(Source records)
┌──

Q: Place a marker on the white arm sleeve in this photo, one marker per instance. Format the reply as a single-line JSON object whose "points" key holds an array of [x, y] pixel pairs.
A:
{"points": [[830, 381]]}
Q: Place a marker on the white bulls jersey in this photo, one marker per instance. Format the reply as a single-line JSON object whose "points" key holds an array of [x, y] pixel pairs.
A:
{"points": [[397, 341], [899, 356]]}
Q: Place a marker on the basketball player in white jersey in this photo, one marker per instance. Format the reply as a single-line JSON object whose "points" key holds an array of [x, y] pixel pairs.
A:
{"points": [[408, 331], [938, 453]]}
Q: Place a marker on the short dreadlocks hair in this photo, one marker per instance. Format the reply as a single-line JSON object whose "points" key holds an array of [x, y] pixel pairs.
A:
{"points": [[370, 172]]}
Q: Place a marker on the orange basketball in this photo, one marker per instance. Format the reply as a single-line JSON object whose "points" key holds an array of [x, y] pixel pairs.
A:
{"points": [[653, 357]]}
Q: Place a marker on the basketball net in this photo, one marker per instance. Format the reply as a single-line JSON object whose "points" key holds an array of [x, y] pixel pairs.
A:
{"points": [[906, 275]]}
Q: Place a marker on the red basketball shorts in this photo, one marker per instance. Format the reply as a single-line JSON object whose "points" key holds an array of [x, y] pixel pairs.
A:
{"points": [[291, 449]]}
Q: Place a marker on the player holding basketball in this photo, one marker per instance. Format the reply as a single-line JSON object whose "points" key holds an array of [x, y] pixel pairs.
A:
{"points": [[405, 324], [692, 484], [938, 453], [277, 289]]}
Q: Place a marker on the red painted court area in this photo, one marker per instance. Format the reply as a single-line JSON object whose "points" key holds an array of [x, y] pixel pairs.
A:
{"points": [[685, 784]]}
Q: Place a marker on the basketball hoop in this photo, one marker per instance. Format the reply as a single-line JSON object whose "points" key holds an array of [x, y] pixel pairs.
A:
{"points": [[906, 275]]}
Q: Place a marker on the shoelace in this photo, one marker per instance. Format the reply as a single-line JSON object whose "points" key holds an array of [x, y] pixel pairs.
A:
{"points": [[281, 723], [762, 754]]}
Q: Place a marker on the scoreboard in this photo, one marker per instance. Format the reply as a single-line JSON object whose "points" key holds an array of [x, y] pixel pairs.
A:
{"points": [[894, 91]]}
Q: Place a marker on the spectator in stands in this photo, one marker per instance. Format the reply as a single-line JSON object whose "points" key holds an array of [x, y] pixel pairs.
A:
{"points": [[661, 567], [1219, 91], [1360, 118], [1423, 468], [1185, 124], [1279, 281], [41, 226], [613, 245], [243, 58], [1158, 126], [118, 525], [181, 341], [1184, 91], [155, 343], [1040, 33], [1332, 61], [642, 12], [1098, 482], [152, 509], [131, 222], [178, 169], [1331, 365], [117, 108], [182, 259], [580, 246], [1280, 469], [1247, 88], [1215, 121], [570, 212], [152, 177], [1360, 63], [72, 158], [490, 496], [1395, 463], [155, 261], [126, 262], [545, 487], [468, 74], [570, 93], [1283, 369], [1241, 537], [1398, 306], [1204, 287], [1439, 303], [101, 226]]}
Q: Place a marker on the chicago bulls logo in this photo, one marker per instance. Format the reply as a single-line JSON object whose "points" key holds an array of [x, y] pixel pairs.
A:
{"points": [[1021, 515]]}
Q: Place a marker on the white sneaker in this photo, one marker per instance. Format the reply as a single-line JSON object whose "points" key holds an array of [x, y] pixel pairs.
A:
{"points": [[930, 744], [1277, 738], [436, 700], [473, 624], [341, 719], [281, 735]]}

└──

EXERCISE BRIEF: Every entry needs to be copied again exactly.

YOUR SOLUTION:
Q: Place a marker on the white arm sleeve in this photo, one marker per instance. Format the reply as a single-line JSON object whose "points" key holds an array of [x, y] pixel pairs.
A:
{"points": [[830, 381]]}
Q: Place a marker on the white bulls jersey in this photo, one marker per instance. Format the reply as a single-line JSON object whose "points" key holds an array of [x, y] pixel pairs.
A:
{"points": [[397, 341], [899, 356]]}
Q: Place a marker on the basketball player in white jersey in this photo, one marker per instance. Format the reply as a single-line JSON object whose "points" key holds an array of [x, y] pixel pairs.
A:
{"points": [[408, 331], [938, 453]]}
Q: Place a marker on the short dreadlocks hair in this photo, one marker per instance. Format the reply as a single-line JSON object whose "points" key holds an array of [x, y] pixel pairs.
A:
{"points": [[370, 172]]}
Q: Place a marker on the orange basketball in this photo, one marker per instance. Format the reply as a single-line JSON object whose "points" key holds an array of [x, y] pixel pairs.
A:
{"points": [[653, 357]]}
Q: Place a marker on the basketball net in this photo, one marker per instance. Format the reply as a single-line JSON object whose "points" key holds an array of [x, y] pixel pairs.
A:
{"points": [[906, 275]]}
Q: Place a marker on the red basketball shorts in this photo, one marker per instance. Format the reply as a single-line JSON object whose "points" key holds an array of [x, y] pixel pairs.
A:
{"points": [[291, 449]]}
Q: Place a marker on the player holding basketball in this photo, one marker per instance. Format the reply as a single-line JSON object whose "points" key holds an array of [x, y] pixel pairs.
A:
{"points": [[405, 324], [692, 484], [938, 453], [277, 289]]}
Q: Place a marker on the red painted court area in this photo, one marker per instance. Format the reply as a single-line JSON object whose "points" key holds an array of [x, y] pixel pairs.
A:
{"points": [[685, 784]]}
Q: Place a marker on the basketball hoop in this photo, one marker per instance. Format the reply as a single-line JSON object whose "points" key holds an array of [x, y] pixel pairs.
A:
{"points": [[906, 275]]}
Q: Place a marker on the shoelace in this photo, one marker per instance. Format the reply as a single-line JSON object whose "points" key holds an array of [x, y] pixel pairs.
A:
{"points": [[281, 723], [762, 754]]}
Q: Place a marker on the scoreboard in this photo, one marker per instance. Format the reply as a single-line JSON object whose "points" key holds an array of [x, y] pixel pairs.
A:
{"points": [[894, 91]]}
Q: Place a marker on the spectator in stands in this photo, one marker per instance. Format the reply as a single-line JSON object whose "points" key holds an array of [x, y] pixel pairs.
A:
{"points": [[661, 567], [1219, 91], [1360, 118], [1423, 468], [1185, 124], [1279, 281], [41, 226], [613, 245], [243, 58], [1158, 126], [118, 525], [181, 341], [1184, 91], [155, 343], [1040, 33], [1332, 61], [642, 12], [1098, 482], [152, 509], [131, 222], [178, 169], [1331, 365], [117, 108], [182, 259], [580, 246], [1280, 469], [1247, 88], [1215, 121], [570, 212], [152, 177], [1360, 63], [72, 158], [490, 496], [1395, 463], [155, 261], [126, 262], [545, 487], [468, 74], [570, 93], [1283, 369], [1241, 537], [1398, 306], [1204, 287], [1439, 303], [101, 226]]}
Q: Place a marker on the chicago bulls logo in this photo, one marker per instance. Format the reply as a single-line JSON object whose "points" key holds an array of [x, y] pixel pairs.
A:
{"points": [[1021, 515]]}
Q: Place a marker on the white sneaker in this photo, one marker per instance. Format the reply as a single-line JSON object whose "points" key holds an array of [x, y] pixel pairs.
A:
{"points": [[930, 744], [1277, 738], [436, 700], [473, 624], [341, 719], [281, 735]]}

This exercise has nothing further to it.